#### Exercise passage:

Mary Ann, his wife, left him in 1839, taking the four children with him (his son, Walter, emigrated to New Zealand later in the same year, and in the following year his daughter, Hannah, died of tuberculosis). Mantell moved to Clapham Common, London, and started another medical practice, and increasingly found himself at odds with Richard Owen. Owen had a reputation as being as great a comparative anatomist as the legendary Cuvier, and was at the very heart of the scientific, and palaeological, establishment.
In 1841, Owen had coined the word ‘Dinosauria’, from which we get ‘dinosaur’ – meaning ‘terrible lizard’ (although, as Bill Bryson noted in his A Short History of Nearly Everything, not all dinosaurs were terrible – “some were no bigger than rabbits” and although they were reptiles, they certainly were not lizards). Owen had thought Iguanodon to be a heavy quadruped, Mantell proved it to be bipedal; Owen had identified some vertebrae as coming from several species of Iguanodon, Mantell proved them to be from just one.

#### Records shown:
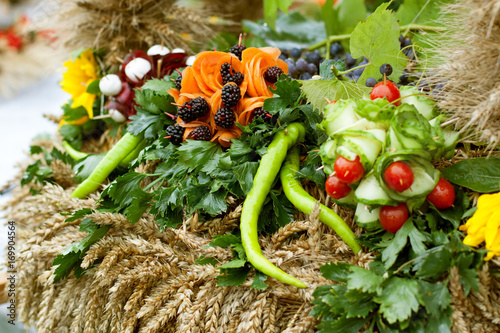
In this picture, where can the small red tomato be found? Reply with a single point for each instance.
(398, 176)
(336, 188)
(392, 218)
(443, 195)
(348, 171)
(386, 89)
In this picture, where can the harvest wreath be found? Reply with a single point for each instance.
(162, 231)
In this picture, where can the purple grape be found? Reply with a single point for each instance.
(301, 65)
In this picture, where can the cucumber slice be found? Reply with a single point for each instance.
(367, 218)
(423, 183)
(425, 106)
(369, 192)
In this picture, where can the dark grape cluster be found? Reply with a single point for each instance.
(201, 133)
(229, 75)
(224, 117)
(175, 133)
(301, 65)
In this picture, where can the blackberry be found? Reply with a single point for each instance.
(199, 107)
(175, 133)
(238, 78)
(201, 133)
(237, 50)
(178, 81)
(225, 117)
(272, 74)
(231, 95)
(226, 72)
(260, 113)
(186, 113)
(370, 82)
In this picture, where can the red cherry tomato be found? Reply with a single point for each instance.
(386, 89)
(336, 188)
(348, 171)
(398, 176)
(443, 195)
(392, 218)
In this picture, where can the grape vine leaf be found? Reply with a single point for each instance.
(378, 40)
(420, 12)
(319, 92)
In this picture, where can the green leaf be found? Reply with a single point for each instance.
(399, 298)
(202, 260)
(343, 324)
(364, 280)
(71, 114)
(93, 87)
(421, 12)
(436, 297)
(233, 277)
(79, 214)
(159, 87)
(378, 40)
(259, 281)
(319, 91)
(293, 30)
(338, 272)
(478, 174)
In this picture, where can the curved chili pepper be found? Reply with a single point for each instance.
(304, 202)
(119, 152)
(269, 167)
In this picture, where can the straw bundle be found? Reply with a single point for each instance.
(470, 54)
(141, 280)
(118, 26)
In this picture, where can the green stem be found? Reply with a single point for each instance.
(406, 28)
(353, 69)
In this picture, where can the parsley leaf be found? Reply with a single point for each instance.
(399, 298)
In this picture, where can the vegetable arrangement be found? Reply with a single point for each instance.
(229, 122)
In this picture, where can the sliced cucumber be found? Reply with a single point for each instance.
(367, 218)
(365, 144)
(369, 192)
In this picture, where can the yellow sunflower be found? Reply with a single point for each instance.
(484, 225)
(81, 72)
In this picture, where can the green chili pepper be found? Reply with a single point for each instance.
(75, 154)
(304, 202)
(120, 151)
(263, 180)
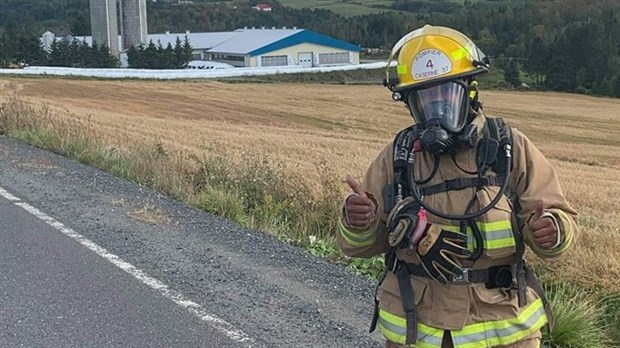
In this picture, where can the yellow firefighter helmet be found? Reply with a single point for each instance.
(432, 54)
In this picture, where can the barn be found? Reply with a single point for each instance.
(264, 47)
(256, 47)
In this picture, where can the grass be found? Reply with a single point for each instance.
(261, 155)
(580, 319)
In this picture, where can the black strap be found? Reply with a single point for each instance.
(390, 262)
(461, 183)
(407, 296)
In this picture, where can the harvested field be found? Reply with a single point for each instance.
(344, 127)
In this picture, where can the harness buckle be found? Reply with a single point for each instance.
(462, 279)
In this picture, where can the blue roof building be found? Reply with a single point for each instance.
(258, 47)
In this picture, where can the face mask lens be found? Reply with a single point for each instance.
(443, 103)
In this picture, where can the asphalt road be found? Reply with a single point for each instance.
(89, 260)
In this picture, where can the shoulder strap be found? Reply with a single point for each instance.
(500, 132)
(403, 145)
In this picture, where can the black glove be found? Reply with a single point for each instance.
(439, 250)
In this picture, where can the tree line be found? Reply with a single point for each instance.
(561, 45)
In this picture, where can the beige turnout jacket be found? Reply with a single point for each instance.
(475, 315)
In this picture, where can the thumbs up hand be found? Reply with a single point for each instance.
(542, 227)
(359, 208)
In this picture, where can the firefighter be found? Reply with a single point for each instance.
(452, 203)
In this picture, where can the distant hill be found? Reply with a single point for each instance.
(563, 45)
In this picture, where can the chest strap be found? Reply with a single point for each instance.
(461, 183)
(492, 277)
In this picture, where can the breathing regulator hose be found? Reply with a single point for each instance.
(418, 197)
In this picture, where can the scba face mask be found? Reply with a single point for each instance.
(442, 111)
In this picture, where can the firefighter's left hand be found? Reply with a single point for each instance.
(543, 230)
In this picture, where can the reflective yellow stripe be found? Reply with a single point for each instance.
(357, 239)
(502, 332)
(568, 236)
(394, 328)
(485, 334)
(495, 235)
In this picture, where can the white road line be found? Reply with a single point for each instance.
(8, 196)
(222, 326)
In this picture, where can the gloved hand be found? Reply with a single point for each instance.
(359, 209)
(439, 250)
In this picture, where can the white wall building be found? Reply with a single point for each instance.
(262, 47)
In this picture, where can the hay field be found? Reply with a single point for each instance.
(344, 127)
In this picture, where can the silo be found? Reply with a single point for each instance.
(134, 25)
(104, 24)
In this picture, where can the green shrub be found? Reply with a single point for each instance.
(579, 319)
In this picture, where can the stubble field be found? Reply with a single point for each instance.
(306, 126)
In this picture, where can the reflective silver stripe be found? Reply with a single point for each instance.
(497, 234)
(491, 333)
(402, 332)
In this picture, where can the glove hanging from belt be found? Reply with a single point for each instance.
(440, 251)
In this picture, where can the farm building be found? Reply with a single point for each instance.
(262, 47)
(267, 47)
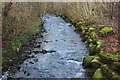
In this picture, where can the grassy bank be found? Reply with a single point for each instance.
(106, 65)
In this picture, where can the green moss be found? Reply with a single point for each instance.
(96, 63)
(105, 58)
(106, 31)
(116, 66)
(87, 61)
(93, 49)
(98, 75)
(91, 29)
(99, 27)
(109, 74)
(109, 58)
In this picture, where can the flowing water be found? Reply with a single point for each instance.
(64, 53)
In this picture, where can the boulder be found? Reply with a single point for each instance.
(116, 66)
(96, 63)
(109, 74)
(87, 61)
(98, 75)
(106, 31)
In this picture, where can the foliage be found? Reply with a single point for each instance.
(106, 31)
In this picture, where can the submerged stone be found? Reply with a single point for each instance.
(87, 61)
(98, 75)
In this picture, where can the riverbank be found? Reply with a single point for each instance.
(104, 59)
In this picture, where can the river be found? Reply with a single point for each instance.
(64, 52)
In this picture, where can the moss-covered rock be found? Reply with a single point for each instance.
(116, 66)
(105, 59)
(87, 61)
(99, 27)
(91, 29)
(98, 75)
(106, 31)
(109, 58)
(109, 74)
(93, 49)
(96, 62)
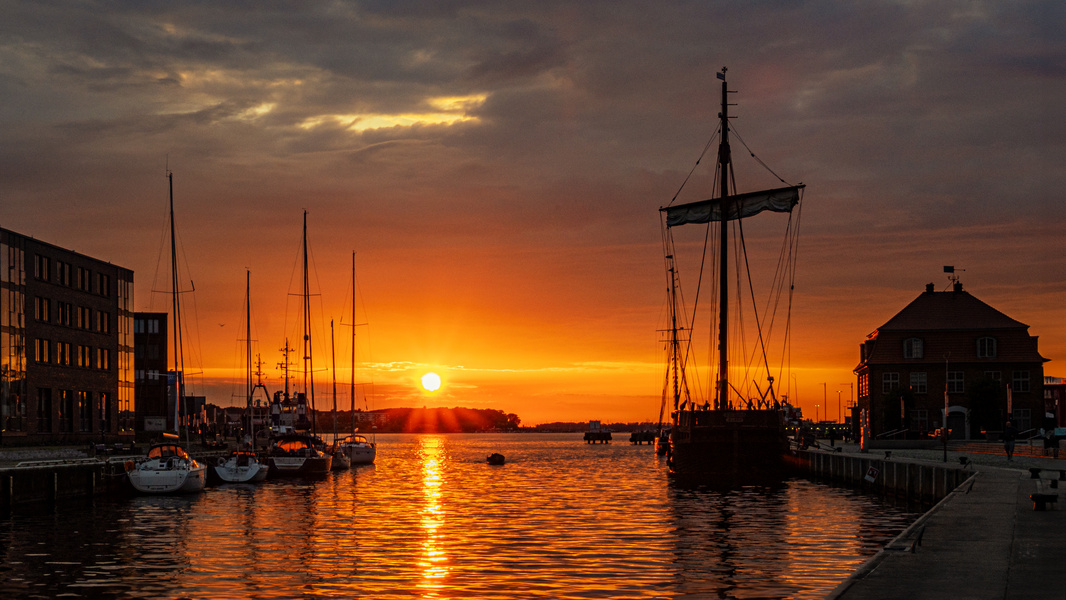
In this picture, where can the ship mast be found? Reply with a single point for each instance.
(722, 400)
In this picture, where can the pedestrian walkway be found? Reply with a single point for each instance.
(983, 541)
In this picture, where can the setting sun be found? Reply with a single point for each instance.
(431, 382)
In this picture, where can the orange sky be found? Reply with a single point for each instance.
(499, 168)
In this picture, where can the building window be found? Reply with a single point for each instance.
(84, 279)
(63, 354)
(920, 420)
(84, 356)
(84, 318)
(42, 309)
(44, 410)
(1022, 419)
(955, 382)
(919, 383)
(1019, 380)
(42, 268)
(84, 411)
(42, 351)
(105, 411)
(889, 382)
(63, 273)
(64, 309)
(66, 411)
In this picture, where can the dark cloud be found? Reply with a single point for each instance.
(926, 120)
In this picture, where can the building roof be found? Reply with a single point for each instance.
(953, 310)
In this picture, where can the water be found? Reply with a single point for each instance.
(432, 519)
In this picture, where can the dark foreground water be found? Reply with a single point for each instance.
(432, 519)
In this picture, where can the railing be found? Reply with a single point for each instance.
(891, 434)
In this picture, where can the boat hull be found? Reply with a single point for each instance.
(360, 454)
(148, 477)
(300, 466)
(233, 470)
(729, 448)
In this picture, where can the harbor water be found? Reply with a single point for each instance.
(432, 519)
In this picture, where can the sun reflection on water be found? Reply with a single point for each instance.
(434, 561)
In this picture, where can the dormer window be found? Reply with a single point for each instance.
(986, 347)
(913, 347)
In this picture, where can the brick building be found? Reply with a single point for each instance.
(66, 345)
(150, 373)
(950, 343)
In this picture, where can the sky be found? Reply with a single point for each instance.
(498, 167)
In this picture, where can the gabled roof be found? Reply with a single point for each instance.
(949, 311)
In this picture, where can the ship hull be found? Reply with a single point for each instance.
(729, 448)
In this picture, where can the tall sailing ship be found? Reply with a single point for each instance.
(735, 436)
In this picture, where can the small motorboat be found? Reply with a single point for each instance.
(359, 451)
(295, 455)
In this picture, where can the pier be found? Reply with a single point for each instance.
(986, 538)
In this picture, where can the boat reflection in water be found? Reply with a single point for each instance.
(432, 519)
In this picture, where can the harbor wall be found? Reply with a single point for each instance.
(46, 483)
(922, 483)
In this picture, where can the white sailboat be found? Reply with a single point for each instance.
(167, 468)
(244, 466)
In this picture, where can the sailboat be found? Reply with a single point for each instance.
(167, 468)
(341, 459)
(300, 453)
(244, 465)
(359, 450)
(736, 439)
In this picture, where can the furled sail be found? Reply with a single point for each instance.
(740, 206)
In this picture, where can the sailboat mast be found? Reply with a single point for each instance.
(308, 362)
(247, 341)
(722, 400)
(178, 361)
(353, 343)
(333, 359)
(674, 343)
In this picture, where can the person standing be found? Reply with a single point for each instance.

#### Requirement:
Carry on the passage on Mantell and Owen from the point where it stops. You will not need the lines.

#### Answer box:
|Owen Riding his Hobby - Frederick Waddy|
And then, one day in 1841, Mantell was driving his carriage across Clapham Common when he fell from the seat and became entangled in the reins. The frightened horses panicked and galloped off, dragging Mantell under the wheels, where he suffered horrific spinal injuries. Although crippled, he continued to work, both as a doctor and geologist, but his constant pain severely restricted his activities. Owen took this opportunity to rewrite history – he claimed that Cuvier and himself had discovered the iguanodon, he renamed dinosaurs discovered by Mantell and then claimed that he had discovered them, and used his influence at the Royal Society to have Mantell’s research papers rejected, all of which caused Mantell to note it was “… a pity a man so talented should be so dastardly and envious.”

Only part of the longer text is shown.